■ Instructions to follow ■
From the listing below, extract every line that contains the string "between".

■ Exercise input ■

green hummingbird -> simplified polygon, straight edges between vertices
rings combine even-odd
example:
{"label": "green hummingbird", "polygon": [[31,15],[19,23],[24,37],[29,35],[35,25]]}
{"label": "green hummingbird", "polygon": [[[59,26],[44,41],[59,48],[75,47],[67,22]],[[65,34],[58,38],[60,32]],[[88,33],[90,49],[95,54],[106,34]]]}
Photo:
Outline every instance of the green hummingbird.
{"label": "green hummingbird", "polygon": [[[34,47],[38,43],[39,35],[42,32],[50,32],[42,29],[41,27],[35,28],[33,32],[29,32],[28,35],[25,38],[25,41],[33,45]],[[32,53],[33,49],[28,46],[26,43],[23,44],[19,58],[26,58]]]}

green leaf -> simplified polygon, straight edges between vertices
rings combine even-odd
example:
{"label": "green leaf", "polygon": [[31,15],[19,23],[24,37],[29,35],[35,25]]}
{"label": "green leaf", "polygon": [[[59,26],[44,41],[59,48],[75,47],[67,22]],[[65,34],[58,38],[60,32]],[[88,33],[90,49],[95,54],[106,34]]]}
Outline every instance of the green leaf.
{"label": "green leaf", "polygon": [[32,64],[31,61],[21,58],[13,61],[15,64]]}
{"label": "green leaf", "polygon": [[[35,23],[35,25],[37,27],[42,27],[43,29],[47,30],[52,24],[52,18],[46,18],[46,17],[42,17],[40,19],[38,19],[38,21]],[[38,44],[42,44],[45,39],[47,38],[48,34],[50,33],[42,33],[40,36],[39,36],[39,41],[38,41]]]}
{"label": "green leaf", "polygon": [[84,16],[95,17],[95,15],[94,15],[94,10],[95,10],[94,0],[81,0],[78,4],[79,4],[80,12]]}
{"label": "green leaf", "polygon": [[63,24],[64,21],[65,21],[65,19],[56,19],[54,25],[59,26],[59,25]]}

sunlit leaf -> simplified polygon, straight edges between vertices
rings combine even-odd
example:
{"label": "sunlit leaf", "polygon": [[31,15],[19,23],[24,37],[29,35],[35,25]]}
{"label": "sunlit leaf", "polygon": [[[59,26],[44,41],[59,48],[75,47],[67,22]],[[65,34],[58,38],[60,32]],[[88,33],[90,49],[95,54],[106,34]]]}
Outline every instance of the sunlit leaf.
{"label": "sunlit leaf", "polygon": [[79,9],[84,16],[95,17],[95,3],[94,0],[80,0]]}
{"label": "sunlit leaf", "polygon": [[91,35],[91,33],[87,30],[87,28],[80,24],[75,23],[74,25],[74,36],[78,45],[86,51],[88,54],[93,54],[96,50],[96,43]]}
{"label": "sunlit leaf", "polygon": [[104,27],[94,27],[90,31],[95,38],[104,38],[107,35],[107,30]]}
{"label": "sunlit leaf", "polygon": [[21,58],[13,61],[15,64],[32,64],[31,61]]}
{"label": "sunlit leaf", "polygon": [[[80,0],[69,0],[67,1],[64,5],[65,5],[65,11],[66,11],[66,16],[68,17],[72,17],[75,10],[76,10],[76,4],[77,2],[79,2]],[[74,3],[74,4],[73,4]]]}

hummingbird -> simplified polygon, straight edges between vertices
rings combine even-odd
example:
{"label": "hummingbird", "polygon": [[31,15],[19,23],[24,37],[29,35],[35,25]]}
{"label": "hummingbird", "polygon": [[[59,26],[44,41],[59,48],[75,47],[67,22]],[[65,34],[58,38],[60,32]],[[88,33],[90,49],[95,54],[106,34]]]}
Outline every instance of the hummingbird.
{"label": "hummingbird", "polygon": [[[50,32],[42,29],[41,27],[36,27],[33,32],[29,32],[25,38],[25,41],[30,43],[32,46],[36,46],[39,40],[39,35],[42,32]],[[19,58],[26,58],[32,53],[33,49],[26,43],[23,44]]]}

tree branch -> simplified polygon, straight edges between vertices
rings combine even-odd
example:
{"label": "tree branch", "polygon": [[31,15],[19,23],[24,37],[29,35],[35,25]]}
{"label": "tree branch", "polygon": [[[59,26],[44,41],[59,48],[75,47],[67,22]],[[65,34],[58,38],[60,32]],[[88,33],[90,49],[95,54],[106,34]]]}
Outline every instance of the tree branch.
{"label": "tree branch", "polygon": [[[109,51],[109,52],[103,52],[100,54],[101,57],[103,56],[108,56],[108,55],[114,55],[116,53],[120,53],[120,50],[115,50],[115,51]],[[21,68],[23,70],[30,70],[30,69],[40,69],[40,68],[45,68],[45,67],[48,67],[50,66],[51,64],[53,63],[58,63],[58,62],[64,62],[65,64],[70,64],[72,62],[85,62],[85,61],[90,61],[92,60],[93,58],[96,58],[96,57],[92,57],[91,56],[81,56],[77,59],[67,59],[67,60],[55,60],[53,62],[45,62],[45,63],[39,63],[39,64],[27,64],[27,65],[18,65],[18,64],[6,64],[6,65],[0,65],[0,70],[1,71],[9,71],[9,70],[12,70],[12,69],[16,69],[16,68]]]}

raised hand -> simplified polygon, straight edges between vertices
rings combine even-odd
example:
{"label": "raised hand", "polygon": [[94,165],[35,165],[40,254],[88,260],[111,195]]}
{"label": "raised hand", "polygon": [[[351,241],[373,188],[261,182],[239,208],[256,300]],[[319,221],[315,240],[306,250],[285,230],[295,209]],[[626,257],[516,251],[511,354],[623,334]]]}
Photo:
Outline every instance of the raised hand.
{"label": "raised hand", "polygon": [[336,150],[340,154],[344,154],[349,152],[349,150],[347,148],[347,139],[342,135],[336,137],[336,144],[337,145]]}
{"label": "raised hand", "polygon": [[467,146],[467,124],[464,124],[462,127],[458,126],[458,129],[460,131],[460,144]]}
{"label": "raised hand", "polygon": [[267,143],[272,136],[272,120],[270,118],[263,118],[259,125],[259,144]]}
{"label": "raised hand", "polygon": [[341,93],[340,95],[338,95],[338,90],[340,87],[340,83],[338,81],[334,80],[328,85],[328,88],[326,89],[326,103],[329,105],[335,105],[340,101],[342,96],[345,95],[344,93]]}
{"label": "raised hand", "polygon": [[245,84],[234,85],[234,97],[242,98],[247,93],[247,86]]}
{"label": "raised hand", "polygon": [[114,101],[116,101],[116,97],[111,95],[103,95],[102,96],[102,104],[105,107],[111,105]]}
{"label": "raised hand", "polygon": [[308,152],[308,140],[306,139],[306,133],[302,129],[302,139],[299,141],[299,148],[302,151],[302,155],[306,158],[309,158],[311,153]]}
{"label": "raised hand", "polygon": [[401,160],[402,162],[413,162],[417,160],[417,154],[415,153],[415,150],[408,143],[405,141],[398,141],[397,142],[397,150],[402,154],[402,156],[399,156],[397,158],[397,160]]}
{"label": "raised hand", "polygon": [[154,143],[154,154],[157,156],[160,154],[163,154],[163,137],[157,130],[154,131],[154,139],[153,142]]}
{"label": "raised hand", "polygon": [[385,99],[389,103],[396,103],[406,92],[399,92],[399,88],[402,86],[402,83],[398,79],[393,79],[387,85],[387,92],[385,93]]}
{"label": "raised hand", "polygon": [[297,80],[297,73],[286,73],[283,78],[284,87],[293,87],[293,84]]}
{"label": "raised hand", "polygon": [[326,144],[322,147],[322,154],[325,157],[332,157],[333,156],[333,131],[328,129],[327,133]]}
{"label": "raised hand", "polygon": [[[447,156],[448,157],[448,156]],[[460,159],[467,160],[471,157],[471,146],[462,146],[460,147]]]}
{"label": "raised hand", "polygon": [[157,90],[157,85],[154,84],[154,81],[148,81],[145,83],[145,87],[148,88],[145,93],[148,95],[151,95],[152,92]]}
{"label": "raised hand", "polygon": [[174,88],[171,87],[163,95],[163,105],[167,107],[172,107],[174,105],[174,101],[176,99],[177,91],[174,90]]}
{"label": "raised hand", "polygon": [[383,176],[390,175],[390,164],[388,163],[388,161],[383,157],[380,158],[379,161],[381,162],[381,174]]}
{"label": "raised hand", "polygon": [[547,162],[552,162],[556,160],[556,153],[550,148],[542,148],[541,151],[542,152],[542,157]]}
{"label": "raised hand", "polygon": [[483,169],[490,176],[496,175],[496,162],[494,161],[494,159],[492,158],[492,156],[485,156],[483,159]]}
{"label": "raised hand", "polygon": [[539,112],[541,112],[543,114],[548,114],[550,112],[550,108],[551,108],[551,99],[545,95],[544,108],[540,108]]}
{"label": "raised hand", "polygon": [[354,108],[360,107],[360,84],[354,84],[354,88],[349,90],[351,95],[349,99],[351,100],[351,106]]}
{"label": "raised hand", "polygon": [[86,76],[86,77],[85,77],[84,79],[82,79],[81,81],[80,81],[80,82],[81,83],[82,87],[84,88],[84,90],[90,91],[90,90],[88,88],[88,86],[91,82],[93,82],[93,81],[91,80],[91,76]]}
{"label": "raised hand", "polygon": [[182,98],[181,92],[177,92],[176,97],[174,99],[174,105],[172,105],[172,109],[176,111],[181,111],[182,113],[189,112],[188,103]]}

■ Answer below ■
green hummingbird -> simplified polygon, straight edges between vertices
green leaf -> simplified polygon, straight edges between vertices
sunlit leaf -> simplified polygon, straight edges between vertices
hummingbird -> simplified polygon, straight edges between vertices
tree branch -> simplified polygon, straight edges between vertices
raised hand -> simplified polygon, straight edges between vertices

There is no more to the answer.